WHAT THE TASK REQUIRES
Continue the health care reform update below, which comes before the listing, from the point where it stops.

*** EXCERPTED TEXT Section Begins ***

Tuesday, October 6, 2009

Health care reform update: The politicking has only just begun

By Money Matters Editors

Health care reform update: Assuming a health care reform bill makes it out of the Senate Finance Committee - and one will - two, major hurdles remain: the Senate and the likely conference committee reconciling differences with the House’s health care reform legislation. Neither of these hurdles will be easy to mount.

Senate Majority Leader Harry Reid, D-Nevada, has the difficult task of trying to maintain liberal Democratic Senators’ support for the bill without angering Moderate Democrats. It’s critical that Reid retain at least 60 votes for the bill – in any combination – because a Republican-dominated coalition is set to filibuster any bill that falls below 60 votes, the level needed to invoke cloture and end a filibuster. In the United States, due to the filibuster’s unlimited debate provision, having a simple majority doe not mean you can govern: ‘in the Senate, it takes 60 to govern,’ as they say on Capitol Hill.

*** EXCERPTED TEXT Section Ends ***
*** GIVEN DATA Section Begins ***

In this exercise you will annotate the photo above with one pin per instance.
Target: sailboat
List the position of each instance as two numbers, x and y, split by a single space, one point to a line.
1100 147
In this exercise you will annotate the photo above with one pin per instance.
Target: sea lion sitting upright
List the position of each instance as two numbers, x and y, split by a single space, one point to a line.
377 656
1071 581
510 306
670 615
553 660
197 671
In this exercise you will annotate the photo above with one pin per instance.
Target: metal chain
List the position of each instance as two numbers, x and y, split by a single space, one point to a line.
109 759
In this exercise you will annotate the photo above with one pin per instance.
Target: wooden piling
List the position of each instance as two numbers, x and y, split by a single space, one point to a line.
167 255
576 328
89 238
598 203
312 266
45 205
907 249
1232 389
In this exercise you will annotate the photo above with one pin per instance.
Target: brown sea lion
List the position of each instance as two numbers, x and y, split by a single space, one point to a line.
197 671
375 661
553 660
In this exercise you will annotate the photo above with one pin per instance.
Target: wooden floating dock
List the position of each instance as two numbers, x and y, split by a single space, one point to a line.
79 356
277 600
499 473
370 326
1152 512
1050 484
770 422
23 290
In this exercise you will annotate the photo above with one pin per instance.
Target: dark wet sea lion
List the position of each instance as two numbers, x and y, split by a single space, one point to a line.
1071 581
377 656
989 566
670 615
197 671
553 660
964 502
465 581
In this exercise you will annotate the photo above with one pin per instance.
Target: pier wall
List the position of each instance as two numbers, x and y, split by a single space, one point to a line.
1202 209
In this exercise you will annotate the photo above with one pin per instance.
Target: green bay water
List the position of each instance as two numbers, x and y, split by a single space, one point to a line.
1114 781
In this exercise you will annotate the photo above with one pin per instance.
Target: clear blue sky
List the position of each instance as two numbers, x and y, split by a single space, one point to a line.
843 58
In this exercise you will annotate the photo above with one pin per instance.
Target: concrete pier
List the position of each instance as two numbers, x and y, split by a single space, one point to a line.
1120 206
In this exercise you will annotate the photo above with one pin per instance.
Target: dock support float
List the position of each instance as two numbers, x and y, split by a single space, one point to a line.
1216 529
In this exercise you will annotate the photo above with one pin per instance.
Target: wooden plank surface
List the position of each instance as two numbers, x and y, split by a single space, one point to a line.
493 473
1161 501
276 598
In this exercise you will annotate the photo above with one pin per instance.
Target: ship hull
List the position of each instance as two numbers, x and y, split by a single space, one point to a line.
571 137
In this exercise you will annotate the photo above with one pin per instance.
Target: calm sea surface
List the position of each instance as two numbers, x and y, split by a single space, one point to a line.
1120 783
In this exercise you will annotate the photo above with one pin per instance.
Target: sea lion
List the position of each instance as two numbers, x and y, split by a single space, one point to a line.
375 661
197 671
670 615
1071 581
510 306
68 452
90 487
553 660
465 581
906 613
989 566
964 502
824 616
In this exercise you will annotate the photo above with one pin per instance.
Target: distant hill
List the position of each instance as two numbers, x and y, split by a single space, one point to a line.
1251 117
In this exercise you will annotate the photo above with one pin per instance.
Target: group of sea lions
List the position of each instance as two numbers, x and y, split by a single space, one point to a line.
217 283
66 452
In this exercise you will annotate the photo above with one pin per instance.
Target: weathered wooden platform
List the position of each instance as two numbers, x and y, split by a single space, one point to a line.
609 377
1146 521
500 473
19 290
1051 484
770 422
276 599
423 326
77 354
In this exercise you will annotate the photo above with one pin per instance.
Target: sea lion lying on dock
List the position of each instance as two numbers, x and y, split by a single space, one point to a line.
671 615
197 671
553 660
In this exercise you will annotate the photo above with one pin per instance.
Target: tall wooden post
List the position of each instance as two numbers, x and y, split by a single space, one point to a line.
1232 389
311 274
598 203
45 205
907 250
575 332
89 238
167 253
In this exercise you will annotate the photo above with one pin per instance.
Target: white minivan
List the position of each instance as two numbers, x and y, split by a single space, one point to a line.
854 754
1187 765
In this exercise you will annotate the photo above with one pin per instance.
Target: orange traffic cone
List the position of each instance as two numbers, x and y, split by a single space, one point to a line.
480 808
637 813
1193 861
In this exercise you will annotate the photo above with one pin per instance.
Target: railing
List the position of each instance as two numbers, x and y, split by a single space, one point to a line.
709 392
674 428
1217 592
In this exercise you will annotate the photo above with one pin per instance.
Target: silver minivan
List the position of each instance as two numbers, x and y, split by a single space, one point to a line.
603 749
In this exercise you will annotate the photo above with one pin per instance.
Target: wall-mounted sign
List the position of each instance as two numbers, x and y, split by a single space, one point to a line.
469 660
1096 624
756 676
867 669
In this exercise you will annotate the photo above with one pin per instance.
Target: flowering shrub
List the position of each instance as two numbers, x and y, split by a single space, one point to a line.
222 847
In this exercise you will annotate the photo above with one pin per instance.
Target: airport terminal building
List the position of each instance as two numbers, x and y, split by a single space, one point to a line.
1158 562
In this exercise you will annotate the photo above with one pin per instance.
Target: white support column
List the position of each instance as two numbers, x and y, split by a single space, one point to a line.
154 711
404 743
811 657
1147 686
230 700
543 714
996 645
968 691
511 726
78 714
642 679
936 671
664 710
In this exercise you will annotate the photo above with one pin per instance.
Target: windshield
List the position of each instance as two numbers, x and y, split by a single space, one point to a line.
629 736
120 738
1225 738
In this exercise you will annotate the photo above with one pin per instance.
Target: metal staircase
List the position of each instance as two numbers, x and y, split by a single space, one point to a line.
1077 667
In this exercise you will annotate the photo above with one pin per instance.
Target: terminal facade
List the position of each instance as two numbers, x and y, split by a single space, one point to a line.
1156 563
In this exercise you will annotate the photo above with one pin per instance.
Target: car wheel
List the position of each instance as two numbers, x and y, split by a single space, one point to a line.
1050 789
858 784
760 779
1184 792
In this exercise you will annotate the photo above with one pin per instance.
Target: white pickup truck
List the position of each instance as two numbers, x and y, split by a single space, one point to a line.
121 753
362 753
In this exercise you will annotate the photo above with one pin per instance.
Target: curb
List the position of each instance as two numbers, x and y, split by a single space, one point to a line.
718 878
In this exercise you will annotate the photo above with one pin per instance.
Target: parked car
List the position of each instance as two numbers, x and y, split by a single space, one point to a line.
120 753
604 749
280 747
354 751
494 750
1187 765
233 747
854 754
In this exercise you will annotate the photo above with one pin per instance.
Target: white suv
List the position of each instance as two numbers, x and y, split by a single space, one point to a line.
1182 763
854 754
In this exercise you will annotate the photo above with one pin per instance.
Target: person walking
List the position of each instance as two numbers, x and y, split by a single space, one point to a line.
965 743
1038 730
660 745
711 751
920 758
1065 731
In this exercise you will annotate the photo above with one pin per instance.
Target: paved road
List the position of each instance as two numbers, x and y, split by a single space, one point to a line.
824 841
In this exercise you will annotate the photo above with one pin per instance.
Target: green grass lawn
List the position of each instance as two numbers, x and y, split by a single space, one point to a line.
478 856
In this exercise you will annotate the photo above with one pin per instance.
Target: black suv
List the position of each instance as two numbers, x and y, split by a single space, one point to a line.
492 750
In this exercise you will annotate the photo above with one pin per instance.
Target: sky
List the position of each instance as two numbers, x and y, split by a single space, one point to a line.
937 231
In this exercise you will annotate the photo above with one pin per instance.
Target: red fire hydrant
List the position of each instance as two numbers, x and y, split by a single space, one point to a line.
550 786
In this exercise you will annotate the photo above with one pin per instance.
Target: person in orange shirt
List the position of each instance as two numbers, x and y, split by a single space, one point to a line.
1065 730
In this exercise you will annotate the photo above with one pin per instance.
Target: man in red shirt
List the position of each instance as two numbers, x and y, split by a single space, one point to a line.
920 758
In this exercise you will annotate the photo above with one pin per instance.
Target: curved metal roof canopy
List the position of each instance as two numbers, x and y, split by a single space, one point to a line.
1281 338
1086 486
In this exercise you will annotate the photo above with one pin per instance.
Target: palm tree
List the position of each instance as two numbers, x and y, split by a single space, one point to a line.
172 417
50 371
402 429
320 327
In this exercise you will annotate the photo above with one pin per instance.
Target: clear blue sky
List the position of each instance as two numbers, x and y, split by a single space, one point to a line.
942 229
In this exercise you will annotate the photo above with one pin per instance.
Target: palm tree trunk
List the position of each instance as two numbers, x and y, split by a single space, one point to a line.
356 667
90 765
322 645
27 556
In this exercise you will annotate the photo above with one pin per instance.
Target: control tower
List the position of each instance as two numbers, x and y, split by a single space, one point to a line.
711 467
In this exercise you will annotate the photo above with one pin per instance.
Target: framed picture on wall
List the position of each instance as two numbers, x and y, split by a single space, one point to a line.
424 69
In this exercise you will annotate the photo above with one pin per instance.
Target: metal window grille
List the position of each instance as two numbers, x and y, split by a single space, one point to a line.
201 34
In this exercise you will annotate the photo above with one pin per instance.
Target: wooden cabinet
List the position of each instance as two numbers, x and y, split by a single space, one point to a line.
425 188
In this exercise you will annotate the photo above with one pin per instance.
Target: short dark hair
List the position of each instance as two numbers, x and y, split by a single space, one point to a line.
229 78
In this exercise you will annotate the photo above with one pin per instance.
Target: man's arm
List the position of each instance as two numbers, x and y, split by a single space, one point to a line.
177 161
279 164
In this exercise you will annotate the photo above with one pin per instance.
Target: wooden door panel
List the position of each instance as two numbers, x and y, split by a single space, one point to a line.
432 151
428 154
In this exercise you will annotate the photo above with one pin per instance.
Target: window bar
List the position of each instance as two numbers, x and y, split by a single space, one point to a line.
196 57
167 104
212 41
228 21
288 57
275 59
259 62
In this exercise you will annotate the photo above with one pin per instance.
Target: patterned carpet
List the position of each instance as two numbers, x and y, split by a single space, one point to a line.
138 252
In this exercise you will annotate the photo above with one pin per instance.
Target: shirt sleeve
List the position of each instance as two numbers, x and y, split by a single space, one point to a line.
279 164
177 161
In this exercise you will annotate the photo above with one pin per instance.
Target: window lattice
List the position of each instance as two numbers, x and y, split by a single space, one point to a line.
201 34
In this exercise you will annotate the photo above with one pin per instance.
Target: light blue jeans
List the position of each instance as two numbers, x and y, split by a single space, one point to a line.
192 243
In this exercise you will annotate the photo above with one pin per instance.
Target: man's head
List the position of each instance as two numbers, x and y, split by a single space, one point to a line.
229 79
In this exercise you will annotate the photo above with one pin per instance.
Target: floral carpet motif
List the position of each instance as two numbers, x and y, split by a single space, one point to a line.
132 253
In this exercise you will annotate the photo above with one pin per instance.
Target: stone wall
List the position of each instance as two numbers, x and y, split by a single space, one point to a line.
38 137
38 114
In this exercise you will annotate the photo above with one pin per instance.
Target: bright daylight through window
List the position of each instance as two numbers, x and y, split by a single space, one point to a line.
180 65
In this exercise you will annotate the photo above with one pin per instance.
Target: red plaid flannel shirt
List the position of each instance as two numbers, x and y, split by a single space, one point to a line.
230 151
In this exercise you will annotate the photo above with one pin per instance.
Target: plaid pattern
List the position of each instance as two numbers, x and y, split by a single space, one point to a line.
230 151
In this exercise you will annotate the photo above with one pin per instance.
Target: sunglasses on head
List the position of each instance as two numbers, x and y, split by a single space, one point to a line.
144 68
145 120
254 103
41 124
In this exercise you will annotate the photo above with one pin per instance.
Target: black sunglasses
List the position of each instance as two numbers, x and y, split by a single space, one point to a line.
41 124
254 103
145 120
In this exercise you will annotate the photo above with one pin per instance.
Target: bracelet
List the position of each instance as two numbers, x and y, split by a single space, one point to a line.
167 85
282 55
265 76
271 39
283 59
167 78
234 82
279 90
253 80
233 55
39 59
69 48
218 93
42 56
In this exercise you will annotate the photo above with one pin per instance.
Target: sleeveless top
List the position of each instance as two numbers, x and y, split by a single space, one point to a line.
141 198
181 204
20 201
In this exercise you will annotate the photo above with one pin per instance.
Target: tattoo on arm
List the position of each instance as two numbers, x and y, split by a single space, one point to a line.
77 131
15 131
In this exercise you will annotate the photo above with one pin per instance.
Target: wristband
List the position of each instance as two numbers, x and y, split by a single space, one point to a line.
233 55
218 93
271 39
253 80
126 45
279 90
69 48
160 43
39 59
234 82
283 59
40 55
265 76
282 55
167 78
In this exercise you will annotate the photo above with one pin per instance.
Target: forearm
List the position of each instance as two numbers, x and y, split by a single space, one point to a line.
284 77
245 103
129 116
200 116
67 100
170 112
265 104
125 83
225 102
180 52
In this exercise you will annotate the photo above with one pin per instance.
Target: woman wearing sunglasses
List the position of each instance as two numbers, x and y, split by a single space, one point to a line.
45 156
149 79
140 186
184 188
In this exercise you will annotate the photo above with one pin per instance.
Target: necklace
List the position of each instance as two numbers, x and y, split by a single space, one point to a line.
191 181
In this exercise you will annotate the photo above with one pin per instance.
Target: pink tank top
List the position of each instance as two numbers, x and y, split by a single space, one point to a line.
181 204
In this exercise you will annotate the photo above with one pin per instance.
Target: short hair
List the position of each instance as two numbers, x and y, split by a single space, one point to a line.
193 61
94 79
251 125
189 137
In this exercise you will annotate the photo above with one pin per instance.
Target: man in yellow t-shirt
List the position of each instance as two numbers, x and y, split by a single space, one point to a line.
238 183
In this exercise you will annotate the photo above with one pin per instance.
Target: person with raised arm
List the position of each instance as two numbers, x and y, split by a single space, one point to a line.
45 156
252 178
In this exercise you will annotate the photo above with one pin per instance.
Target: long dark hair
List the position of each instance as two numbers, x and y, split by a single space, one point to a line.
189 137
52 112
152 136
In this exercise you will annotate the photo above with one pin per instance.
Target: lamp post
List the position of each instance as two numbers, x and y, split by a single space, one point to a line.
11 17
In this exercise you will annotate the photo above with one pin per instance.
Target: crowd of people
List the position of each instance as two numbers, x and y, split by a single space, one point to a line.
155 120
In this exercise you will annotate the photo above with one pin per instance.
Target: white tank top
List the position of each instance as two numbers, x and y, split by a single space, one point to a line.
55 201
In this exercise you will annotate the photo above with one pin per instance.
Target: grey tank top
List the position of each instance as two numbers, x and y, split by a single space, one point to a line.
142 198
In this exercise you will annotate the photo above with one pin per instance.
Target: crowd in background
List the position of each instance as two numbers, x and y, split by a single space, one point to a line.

*** GIVEN DATA Section Ends ***

OUTPUT FOR THIS TASK
(Decades ago, a filibuster was rare. Today, in Washington’s highly partisan environment featuring two polarized parties, the filibuster is used routinely. The great former Senate Majority Leader, and President Lyndon B. Johnson is turning over in his grave!)

Is Sen. Reid ready?

What’s Sen. Reid likely to defend? The bill that makes it to the Senate is likely to have large, sliding-scale federal subsidies to help poor and working classes families pay for monthly health care premiums, along with a federal mandate requiring every American to purchase health insurance.

The bill will also likely require businesses to offer health care insurance to all employees, although there may be an exemption for small businesses. Those businesses required to purchase health insurance that don’t do so would have to pay into a fund for the same.

Further, in addition to Medicare changes aimed at lowering costs, the bill probably will contain an expansion of Medicaid, as part of a plan to provide insurance to the poor, and also contain health insurance exchanges aimed at increasing competition in markets across the United States. Total cost of the Senate bill? Probably $900 billion, with a net-zero increase in the U.S. budget deficit.

Meanwhile, probably on a party line vote (or close to it), the House will likely pass a health care reform bill with a public option; the Senate bill undoubtedly will not contain one. And that’s when the real fun begins: the conference committee to reconcile bill differences.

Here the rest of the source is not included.